- Data for this exercise:
=-=-=

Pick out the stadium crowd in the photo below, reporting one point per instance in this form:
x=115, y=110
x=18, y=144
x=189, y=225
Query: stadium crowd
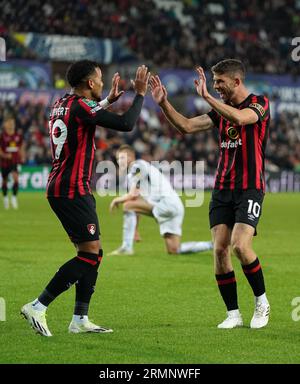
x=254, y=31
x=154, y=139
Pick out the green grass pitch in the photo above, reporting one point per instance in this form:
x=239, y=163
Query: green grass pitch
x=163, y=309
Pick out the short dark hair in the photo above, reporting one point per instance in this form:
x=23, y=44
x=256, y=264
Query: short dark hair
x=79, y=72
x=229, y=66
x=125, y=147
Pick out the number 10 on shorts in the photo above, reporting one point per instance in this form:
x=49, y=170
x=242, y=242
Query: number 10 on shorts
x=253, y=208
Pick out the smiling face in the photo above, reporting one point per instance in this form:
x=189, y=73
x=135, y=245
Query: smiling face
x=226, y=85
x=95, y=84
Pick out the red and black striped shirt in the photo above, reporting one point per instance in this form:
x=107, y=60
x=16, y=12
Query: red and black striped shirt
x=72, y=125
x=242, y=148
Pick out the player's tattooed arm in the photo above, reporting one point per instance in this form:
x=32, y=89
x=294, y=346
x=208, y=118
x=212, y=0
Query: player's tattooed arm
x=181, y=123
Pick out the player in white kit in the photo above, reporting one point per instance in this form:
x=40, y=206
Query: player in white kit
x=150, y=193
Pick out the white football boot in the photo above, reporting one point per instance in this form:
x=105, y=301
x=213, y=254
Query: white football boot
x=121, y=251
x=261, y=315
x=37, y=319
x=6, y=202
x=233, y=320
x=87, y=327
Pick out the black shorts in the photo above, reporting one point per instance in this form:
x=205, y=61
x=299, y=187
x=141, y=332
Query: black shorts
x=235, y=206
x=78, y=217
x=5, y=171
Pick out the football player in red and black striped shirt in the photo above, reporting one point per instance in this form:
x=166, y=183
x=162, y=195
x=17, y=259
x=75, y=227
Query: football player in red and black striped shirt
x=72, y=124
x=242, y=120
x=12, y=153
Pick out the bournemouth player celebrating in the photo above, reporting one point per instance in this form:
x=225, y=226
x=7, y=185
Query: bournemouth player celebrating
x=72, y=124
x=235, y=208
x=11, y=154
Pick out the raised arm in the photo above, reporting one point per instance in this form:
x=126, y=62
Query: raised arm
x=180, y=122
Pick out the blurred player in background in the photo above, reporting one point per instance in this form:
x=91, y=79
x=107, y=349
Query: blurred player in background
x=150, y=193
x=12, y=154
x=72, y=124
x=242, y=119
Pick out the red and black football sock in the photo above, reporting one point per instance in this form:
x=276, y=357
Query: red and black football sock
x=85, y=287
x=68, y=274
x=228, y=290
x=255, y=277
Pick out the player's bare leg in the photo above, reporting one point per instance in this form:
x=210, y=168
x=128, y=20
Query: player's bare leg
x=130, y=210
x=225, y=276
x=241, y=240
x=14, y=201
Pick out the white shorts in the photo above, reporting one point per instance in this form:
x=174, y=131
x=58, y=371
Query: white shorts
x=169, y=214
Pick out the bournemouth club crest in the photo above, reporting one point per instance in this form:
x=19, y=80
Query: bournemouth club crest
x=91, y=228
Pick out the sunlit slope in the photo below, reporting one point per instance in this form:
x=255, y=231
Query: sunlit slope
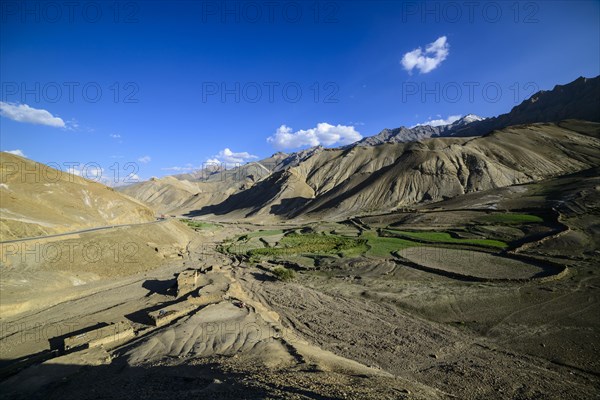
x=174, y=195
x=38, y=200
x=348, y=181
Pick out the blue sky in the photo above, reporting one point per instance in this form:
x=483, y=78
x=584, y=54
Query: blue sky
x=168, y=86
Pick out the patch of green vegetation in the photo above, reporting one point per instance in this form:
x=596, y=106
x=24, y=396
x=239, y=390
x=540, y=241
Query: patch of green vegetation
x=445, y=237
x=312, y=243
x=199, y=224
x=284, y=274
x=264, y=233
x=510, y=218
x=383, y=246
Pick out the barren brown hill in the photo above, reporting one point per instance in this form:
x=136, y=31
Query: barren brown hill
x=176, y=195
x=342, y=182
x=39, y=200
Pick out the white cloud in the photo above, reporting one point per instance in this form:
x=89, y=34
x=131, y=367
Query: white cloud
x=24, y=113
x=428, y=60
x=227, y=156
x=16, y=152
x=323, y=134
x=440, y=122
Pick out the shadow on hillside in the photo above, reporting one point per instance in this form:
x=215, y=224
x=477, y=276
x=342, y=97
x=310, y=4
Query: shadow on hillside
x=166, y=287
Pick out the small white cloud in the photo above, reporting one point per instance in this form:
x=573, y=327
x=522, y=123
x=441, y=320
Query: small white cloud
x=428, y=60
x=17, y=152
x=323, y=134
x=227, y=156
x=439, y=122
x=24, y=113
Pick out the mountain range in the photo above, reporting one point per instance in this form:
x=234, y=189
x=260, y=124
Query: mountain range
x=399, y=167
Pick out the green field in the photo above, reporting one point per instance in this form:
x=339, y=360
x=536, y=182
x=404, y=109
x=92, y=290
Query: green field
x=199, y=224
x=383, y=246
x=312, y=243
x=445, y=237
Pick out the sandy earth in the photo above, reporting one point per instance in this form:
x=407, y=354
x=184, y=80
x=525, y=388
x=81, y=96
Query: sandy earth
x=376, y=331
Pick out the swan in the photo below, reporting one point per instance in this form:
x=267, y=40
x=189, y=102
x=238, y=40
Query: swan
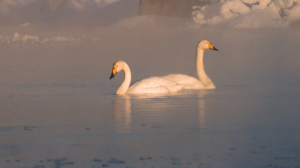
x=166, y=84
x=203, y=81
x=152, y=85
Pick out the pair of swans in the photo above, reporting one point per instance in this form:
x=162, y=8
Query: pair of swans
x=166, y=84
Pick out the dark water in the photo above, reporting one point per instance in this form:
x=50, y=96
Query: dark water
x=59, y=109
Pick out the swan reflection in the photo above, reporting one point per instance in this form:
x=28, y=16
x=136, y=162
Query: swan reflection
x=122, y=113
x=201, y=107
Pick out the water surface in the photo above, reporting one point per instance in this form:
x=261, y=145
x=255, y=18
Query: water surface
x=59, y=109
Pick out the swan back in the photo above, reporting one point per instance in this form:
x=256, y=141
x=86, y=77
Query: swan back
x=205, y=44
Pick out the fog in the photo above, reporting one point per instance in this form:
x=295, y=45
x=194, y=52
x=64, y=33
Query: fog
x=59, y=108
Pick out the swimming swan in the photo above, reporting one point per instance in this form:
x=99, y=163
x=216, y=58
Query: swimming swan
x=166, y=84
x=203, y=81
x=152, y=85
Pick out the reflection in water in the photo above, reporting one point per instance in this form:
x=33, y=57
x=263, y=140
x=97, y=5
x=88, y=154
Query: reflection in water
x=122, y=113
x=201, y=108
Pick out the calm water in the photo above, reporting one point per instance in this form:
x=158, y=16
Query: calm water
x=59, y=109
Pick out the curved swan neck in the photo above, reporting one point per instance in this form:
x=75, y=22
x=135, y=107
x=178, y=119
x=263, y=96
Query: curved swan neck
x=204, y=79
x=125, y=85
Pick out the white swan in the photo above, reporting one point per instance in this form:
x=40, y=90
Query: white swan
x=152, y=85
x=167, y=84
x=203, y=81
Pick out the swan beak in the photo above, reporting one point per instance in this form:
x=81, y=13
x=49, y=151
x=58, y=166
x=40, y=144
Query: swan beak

=-=-=

- What is expected: Reproduce every one of the rows above word for word, leaving out the pictures.

- Answer to this task:
Pick out the stadium crowd in the photo below, reporting one point per instance in this form:
x=115, y=110
x=18, y=144
x=189, y=225
Query: stadium crowd
x=254, y=31
x=154, y=139
Pick out the green grass pitch in the photo above, reporting one point per instance in this form:
x=239, y=163
Query: green grass pitch
x=163, y=309
Pick out the short dark hair in the photo above, reporting one point per instance in this form:
x=23, y=44
x=256, y=264
Query: short dark hair
x=79, y=72
x=229, y=66
x=125, y=147
Pick out the number 10 on shorts in the photo above, reporting one point per instance in this form:
x=49, y=170
x=242, y=242
Query: number 10 on shorts
x=253, y=208
Pick out the smiling face in the photo above, reporting one point per instance in this form:
x=189, y=73
x=135, y=245
Query: smiling face
x=226, y=85
x=95, y=84
Pick out the red and black striped shirt in the photo above, reporting one point per instance in this form:
x=107, y=60
x=16, y=12
Query: red and black striped shirt
x=72, y=125
x=242, y=148
Pick out the player's tattooed arm in the photo above, reporting one point per instance in this form:
x=32, y=89
x=294, y=346
x=208, y=118
x=212, y=0
Query: player's tattooed arm
x=181, y=123
Pick out the player in white kit in the photo above, reporting one point per instance in this form:
x=40, y=206
Query: player in white kit
x=150, y=193
Pick out the white football boot in the photo above, reporting one point per instance in this form:
x=105, y=301
x=213, y=254
Query: white football boot
x=121, y=251
x=261, y=315
x=37, y=319
x=6, y=202
x=233, y=320
x=87, y=327
Pick out the black shorts in the photo above, reporting one point per instance in this form:
x=205, y=61
x=299, y=187
x=141, y=332
Query: black shorts
x=235, y=206
x=78, y=217
x=5, y=171
Pick out the football player in red and black striped shirt in the photo above, reporting one point per instance in this form:
x=166, y=183
x=162, y=195
x=17, y=259
x=75, y=227
Query: football player in red and black striped shirt
x=72, y=124
x=242, y=120
x=12, y=153
Pick out the bournemouth player celebrating in the photo above, reporting one point per instance in this form:
x=225, y=226
x=7, y=185
Query: bournemouth player celebrating
x=72, y=124
x=235, y=208
x=11, y=154
Pick out the raised arm in the photo above, reporting one point per instance in this form:
x=126, y=62
Query: raised arm
x=180, y=122
Pick out the blurred player in background in the photo above, reporting one point per instance in this form:
x=91, y=79
x=107, y=349
Query: blurred player in background
x=150, y=193
x=12, y=154
x=72, y=124
x=242, y=119
Pick out the red and black football sock in the photo above, reporting one point per instance in this form:
x=276, y=357
Query: red and black football sock
x=85, y=287
x=68, y=274
x=228, y=290
x=255, y=277
Pick out the player's bare leg in the photo above, reporting one point per instance in this form:
x=210, y=168
x=128, y=20
Query: player's bare leg
x=130, y=210
x=225, y=276
x=241, y=240
x=14, y=201
Pick out the white shorts in the photo above, reporting one point per instance in this form:
x=174, y=131
x=58, y=371
Query: white shorts
x=169, y=214
Pick out the bournemouth club crest in the photo above, reporting one point per instance in this form:
x=19, y=80
Query: bournemouth club crest
x=91, y=228
Pick out the sunlit slope in the photo below, reporting one point per instance in this form:
x=255, y=231
Query: sunlit slope
x=174, y=195
x=38, y=200
x=348, y=181
Pick out the blue sky in the photo above, reporting one point per instance in this form:
x=483, y=78
x=584, y=54
Query: blue sky
x=168, y=86
Pick out the patch of green vegetation in the photo above, reporting one point per instance in this form:
x=596, y=106
x=24, y=396
x=239, y=390
x=540, y=241
Query: patch of green vegetation
x=445, y=237
x=312, y=243
x=199, y=224
x=284, y=274
x=264, y=233
x=510, y=218
x=383, y=246
Pick out the barren brown hill in the photo above, reporting one point per instance in this form:
x=136, y=31
Query: barren brown hill
x=176, y=195
x=342, y=182
x=39, y=200
Pick out the white cloud in the photo above, reporting one point per instance in this form:
x=89, y=34
x=131, y=367
Query: white cloud
x=24, y=113
x=428, y=60
x=227, y=156
x=16, y=152
x=323, y=134
x=440, y=122
Pick out the shadow on hillside in the photo above, reporting one point per instance in this form:
x=215, y=224
x=477, y=276
x=342, y=97
x=310, y=4
Query: shadow on hillside
x=166, y=287
Pick out the small white cloud in the photo above, reporting one point per instance in this form:
x=573, y=327
x=522, y=123
x=441, y=320
Query: small white cloud
x=428, y=60
x=17, y=152
x=323, y=134
x=227, y=156
x=439, y=122
x=24, y=113
Pick out the mountain range in the photo above, reporting one point per instance in this form:
x=234, y=189
x=260, y=124
Query: mountain range
x=399, y=167
Pick out the green field in the photo above, reporting one point per instance in this form:
x=339, y=360
x=536, y=182
x=404, y=109
x=92, y=290
Query: green field
x=199, y=224
x=383, y=246
x=312, y=243
x=445, y=237
Pick out the sandy earth in the photo above, reporting one point per instance in this form:
x=407, y=354
x=184, y=80
x=525, y=388
x=81, y=96
Query: sandy earth
x=376, y=331
Pick out the swan in the photo below, reporting one point per instance in this form:
x=267, y=40
x=189, y=102
x=238, y=40
Query: swan
x=166, y=84
x=203, y=81
x=152, y=85
Pick out the pair of swans in the photo above, reporting one point per instance in this form:
x=162, y=8
Query: pair of swans
x=166, y=84
Pick out the dark water in the photo above, reporting one point per instance in this form:
x=50, y=96
Query: dark water
x=59, y=109
Pick out the swan reflection in the photo above, reporting one point per instance in this form:
x=28, y=16
x=136, y=162
Query: swan reflection
x=122, y=113
x=201, y=107
Pick out the water surface in the photo above, reporting one point per instance in this form:
x=261, y=145
x=255, y=18
Query: water surface
x=59, y=109
Pick out the swan back in the photo above, reporting one point per instance in this form:
x=256, y=141
x=86, y=77
Query: swan back
x=205, y=44
Pick out the fog in the photo above, reporting one point per instance in this form:
x=295, y=45
x=194, y=52
x=64, y=33
Query: fog
x=59, y=108
Pick out the swimming swan in the photo above, reporting one point per instance in this form:
x=99, y=163
x=216, y=58
Query: swimming swan
x=166, y=84
x=203, y=81
x=152, y=85
Pick out the reflection in water in the photo above, reporting one point per instance in this form:
x=33, y=57
x=263, y=140
x=97, y=5
x=88, y=154
Query: reflection in water
x=122, y=113
x=201, y=108
Pick out the calm water in the photo above, reporting one point per instance in this form:
x=158, y=16
Query: calm water
x=59, y=109
Pick out the curved swan neck in the photo above, reporting one point per instance in this form:
x=75, y=22
x=135, y=107
x=178, y=119
x=263, y=96
Query: curved swan neck
x=204, y=79
x=125, y=85
Pick out the white swan in the photo above, reporting one point per instance in this form:
x=40, y=90
Query: white swan
x=152, y=85
x=167, y=84
x=203, y=81
Pick out the swan beak in the photo above, reporting one point per instance in this form:
x=81, y=13
x=49, y=151
x=58, y=166
x=40, y=144
Query: swan beak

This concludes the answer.